BNY Mellon and the Official Monetary and Financial Institutions Forum (OMFIF) surveyed two dozen sovereign institutions with combined assets under management greater than $4.7 trillion.

Their survey, whose results were reported in Mastering Flows, Strengthening Markets: How Sovereign Institutions Can Enhance Global Liquidity, revealed that 75 percent of the respondents are willing to allocate 10 to 15 percent of their balance sheets for securities lending activities, with some respondents reporting they are considering using 60 percent of their assets.

Some 70 percent of the respondents said they expect an additional return of five to eight basis points from these activities.

“Global liquidity has been strained since the financial crisis, driven by market disruption, regulation and policy action,” commented Hani Kablawi, head of investment services for Europe, the Middle East and Africa at BNY Mellon.

“Besides seeing this as an opportunity to grow returns and reduce costs, sovereigns see themselves as having the ability to mitigate some of the threat to global liquidity that market participants are facing.”

“Increasing sovereign fund participation in securities lending activities would benefit the financial markets by enhancing the liquidity in a wide range of assets. Doing so could compensate somewhat for the reduction in market-making activities by banks and broker-dealers,” argued Brian Ruane, executive vice president and CEO of BNY Mellon’s broker-dealer services business.

───

## WORK ITEM
Copy the text above on sovereign institutions and securities lending, word for word.

## INFORMATION SHOWN
───

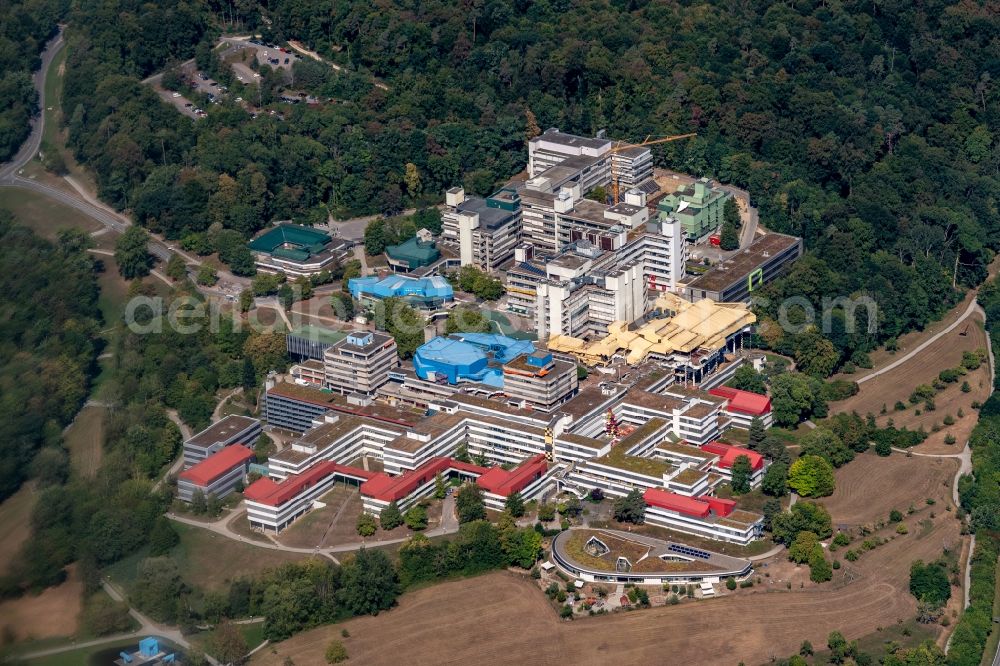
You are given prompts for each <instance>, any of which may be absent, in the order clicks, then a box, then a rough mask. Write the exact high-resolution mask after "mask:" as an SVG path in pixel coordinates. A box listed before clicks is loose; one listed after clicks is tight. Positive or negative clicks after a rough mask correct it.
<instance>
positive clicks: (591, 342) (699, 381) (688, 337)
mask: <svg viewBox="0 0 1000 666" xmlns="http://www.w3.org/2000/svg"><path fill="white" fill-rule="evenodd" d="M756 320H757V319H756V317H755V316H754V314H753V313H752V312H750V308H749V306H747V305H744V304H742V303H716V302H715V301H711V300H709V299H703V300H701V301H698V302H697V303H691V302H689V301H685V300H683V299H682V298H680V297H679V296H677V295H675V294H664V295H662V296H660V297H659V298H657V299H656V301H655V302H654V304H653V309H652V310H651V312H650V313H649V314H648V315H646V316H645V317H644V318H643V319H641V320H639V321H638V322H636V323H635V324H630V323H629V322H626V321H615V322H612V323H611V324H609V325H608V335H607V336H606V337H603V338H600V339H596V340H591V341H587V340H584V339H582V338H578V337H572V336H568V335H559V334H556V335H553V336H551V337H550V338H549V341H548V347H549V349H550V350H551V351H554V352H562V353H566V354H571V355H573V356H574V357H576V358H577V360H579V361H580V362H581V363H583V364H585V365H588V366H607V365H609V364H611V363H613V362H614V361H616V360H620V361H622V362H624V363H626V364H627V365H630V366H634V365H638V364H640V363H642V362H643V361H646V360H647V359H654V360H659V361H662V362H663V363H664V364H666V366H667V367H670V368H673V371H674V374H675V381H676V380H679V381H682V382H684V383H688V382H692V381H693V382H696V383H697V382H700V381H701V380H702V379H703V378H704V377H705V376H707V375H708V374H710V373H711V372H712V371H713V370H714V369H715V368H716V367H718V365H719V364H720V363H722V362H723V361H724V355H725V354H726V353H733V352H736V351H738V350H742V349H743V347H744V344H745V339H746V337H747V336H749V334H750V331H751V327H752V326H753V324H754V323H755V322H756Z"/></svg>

───

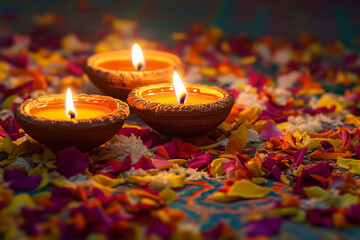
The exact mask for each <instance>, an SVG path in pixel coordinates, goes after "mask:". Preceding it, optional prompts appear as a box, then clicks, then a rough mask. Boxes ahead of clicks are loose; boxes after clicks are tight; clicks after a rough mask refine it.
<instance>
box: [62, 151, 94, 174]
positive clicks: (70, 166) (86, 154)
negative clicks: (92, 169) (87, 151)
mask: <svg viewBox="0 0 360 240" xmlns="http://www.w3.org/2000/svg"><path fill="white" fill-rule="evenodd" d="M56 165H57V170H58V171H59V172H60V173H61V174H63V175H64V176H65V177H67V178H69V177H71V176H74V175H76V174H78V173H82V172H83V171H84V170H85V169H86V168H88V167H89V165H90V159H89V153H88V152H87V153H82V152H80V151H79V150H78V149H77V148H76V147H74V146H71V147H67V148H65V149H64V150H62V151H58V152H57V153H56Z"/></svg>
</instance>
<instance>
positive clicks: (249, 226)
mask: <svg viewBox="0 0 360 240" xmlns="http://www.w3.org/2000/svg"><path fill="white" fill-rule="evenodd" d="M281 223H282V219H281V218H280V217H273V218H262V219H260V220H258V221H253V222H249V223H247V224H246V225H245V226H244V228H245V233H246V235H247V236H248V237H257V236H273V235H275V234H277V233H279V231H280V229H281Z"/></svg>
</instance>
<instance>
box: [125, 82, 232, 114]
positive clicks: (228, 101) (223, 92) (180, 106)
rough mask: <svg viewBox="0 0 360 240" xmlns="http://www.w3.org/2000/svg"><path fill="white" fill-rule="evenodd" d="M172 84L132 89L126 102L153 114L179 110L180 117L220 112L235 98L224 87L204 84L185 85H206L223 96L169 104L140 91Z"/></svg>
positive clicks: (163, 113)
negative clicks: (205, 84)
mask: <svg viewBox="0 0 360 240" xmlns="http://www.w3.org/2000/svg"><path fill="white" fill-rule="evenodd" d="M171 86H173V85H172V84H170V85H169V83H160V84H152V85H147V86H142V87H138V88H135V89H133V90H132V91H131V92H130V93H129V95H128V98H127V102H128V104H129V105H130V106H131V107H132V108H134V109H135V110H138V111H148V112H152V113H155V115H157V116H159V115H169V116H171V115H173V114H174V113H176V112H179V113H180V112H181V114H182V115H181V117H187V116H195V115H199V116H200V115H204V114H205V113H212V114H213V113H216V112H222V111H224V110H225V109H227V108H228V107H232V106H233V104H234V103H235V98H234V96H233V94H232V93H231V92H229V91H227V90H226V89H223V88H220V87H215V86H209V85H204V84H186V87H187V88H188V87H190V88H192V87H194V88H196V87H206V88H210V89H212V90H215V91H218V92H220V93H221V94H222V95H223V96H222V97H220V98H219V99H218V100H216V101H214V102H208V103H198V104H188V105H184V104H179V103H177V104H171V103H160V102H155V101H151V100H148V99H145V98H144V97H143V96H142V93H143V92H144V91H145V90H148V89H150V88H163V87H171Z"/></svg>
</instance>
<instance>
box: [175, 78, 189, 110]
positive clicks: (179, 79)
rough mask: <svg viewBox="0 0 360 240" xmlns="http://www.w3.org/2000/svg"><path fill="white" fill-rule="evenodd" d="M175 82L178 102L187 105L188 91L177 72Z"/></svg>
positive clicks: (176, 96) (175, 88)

───

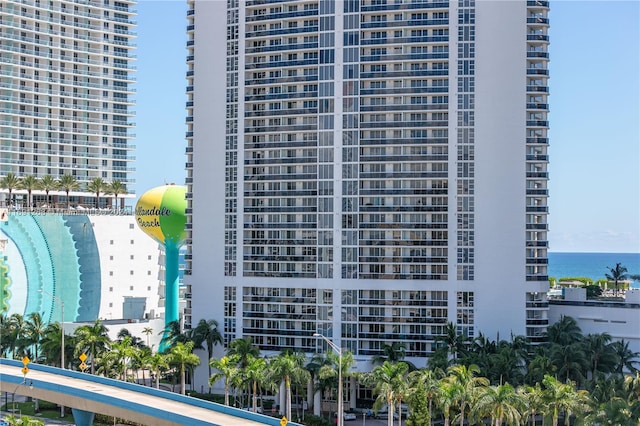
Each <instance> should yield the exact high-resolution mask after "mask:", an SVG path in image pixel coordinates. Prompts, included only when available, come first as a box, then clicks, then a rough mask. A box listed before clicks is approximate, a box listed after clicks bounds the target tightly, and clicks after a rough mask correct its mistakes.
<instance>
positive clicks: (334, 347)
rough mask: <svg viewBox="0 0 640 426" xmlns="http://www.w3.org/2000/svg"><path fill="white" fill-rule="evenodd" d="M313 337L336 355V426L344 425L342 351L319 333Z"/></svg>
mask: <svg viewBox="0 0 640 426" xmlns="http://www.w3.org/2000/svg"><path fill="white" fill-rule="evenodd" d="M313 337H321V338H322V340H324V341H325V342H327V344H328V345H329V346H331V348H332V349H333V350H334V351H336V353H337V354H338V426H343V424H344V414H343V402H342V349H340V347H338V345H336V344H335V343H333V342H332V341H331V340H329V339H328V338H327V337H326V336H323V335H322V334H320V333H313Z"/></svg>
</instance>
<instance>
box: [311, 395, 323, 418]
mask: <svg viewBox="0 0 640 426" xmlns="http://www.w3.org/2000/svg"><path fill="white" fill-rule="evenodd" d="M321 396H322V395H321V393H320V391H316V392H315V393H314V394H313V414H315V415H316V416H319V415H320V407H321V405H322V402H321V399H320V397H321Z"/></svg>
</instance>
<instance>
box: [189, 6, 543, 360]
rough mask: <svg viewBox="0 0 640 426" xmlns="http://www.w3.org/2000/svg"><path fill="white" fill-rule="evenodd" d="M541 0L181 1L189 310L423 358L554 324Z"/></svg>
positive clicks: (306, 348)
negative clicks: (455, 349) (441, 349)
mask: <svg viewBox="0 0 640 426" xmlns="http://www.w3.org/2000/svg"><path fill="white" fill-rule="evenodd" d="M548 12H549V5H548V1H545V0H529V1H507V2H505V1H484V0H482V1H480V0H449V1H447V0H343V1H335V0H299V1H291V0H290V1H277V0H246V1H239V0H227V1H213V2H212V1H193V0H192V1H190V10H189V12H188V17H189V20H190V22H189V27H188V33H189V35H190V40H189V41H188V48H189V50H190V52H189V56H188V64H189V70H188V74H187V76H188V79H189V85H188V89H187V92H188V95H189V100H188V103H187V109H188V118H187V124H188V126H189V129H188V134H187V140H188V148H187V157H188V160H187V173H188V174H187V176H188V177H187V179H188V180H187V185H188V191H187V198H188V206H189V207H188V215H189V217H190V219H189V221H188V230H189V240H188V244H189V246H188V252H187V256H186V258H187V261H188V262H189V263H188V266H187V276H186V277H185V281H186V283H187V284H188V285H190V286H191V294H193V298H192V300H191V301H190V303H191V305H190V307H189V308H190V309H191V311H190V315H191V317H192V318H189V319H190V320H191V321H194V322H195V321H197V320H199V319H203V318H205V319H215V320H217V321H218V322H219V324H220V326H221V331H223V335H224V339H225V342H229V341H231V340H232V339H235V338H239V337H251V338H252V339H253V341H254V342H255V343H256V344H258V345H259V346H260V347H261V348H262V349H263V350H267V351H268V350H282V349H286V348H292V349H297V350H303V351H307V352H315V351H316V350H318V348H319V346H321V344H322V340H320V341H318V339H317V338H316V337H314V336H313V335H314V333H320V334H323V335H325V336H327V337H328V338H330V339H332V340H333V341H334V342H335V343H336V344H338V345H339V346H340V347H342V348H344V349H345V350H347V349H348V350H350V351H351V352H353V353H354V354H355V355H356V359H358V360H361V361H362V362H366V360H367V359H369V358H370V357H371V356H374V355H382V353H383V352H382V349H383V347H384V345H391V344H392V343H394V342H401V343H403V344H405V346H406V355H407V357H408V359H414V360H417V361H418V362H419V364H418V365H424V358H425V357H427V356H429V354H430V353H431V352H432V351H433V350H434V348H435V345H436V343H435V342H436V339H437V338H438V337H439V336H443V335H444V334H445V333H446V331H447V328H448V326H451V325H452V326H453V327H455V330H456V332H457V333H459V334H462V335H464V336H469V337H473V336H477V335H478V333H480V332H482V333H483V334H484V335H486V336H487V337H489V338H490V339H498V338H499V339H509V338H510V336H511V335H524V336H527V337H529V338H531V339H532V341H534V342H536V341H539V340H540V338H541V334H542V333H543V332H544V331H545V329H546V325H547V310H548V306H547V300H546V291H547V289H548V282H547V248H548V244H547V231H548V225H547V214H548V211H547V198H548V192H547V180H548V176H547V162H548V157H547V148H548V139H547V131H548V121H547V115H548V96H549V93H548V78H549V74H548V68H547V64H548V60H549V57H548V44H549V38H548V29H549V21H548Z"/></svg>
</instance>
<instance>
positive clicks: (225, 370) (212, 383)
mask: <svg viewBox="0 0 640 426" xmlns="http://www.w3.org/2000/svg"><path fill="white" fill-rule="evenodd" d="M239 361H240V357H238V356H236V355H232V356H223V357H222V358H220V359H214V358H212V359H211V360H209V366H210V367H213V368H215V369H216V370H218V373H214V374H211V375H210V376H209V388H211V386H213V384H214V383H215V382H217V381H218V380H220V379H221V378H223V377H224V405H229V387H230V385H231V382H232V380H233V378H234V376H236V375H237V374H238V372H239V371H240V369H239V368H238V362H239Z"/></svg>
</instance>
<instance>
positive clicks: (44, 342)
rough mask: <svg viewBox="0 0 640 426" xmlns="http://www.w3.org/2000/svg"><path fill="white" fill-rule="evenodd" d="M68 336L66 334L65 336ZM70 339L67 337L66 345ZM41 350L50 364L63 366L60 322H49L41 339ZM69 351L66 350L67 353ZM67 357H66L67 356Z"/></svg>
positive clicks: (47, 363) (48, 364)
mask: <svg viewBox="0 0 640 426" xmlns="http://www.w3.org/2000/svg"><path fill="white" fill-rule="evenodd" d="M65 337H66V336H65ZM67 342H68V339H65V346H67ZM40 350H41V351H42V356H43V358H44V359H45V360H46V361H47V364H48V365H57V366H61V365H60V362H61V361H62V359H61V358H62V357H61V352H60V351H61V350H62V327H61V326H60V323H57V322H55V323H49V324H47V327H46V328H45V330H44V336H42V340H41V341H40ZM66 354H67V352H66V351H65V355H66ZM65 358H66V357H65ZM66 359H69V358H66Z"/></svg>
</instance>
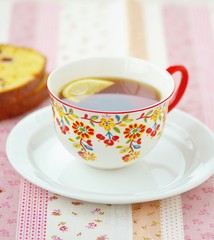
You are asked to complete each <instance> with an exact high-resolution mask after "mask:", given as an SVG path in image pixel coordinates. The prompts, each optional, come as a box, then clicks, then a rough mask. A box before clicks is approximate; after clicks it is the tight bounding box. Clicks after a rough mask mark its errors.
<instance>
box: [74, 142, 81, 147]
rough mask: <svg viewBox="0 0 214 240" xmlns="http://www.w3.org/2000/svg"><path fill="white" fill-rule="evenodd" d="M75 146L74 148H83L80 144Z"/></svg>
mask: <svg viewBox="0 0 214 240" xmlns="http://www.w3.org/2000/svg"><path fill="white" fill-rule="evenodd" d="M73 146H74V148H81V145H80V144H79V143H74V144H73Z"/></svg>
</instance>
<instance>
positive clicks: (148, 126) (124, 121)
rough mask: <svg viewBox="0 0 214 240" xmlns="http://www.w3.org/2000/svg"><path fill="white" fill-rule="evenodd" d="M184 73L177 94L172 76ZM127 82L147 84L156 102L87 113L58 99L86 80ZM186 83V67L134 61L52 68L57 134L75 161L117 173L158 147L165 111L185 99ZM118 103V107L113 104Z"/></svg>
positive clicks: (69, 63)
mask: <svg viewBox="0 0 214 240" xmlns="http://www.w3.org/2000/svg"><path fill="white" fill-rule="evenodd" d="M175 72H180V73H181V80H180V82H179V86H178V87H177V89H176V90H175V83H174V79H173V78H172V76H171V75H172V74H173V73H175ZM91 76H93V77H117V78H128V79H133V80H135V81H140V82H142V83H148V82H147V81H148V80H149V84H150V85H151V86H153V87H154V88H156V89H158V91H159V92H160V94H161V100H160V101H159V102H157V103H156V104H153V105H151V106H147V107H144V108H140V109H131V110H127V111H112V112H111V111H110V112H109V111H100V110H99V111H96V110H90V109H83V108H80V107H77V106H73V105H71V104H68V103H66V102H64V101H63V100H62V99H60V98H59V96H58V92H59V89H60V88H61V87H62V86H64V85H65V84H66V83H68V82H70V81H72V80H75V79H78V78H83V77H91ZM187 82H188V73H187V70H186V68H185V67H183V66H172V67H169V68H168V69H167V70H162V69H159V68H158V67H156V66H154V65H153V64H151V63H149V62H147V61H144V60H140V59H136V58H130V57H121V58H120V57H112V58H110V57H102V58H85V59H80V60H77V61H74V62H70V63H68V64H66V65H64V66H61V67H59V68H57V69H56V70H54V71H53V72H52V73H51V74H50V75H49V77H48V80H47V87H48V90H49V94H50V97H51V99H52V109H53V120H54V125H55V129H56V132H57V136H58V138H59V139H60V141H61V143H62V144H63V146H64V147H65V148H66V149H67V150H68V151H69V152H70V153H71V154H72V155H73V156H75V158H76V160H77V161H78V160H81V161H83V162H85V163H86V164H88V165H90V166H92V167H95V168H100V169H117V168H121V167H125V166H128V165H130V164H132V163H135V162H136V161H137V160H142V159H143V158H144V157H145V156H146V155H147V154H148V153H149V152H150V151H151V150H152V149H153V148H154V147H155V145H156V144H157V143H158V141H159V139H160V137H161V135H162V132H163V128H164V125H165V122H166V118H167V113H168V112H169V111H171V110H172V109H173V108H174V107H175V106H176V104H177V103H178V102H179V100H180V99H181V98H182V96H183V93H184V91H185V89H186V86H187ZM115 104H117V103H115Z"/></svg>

───

## WRITTEN RESPONSE
BNY Mellon and the Official Monetary and Financial Institutions Forum (OMFIF) surveyed two dozen sovereign institutions with combined assets under management greater than $4.7 trillion.

Their survey, whose results were reported in Mastering Flows, Strengthening Markets: How Sovereign Institutions Can Enhance Global Liquidity, revealed that 75 percent of the respondents are willing to allocate 10 to 15 percent of their balance sheets for securities lending activities, with some respondents reporting they are considering using 60 percent of their assets.

Some 70 percent of the respondents said they expect an additional return of five to eight basis points from these activities.

“Global liquidity has been strained since the financial crisis, driven by market disruption, regulation and policy action,” commented Hani Kablawi, head of investment services for Europe, the Middle East and Africa at BNY Mellon.

“Besides seeing this as an opportunity to grow returns and reduce costs, sovereigns see themselves as having the ability to mitigate some of the threat to global liquidity that market participants are facing.”

“Increasing sovereign fund participation in securities lending activities would benefit the financial markets by enhancing the liquidity in a wide range of assets. Doing so could compensate somewhat for the reduction in market-making activities by banks and broker-dealers,” argued Brian Ruane, executive vice president and CEO of BNY Mellon’s broker-dealer services business.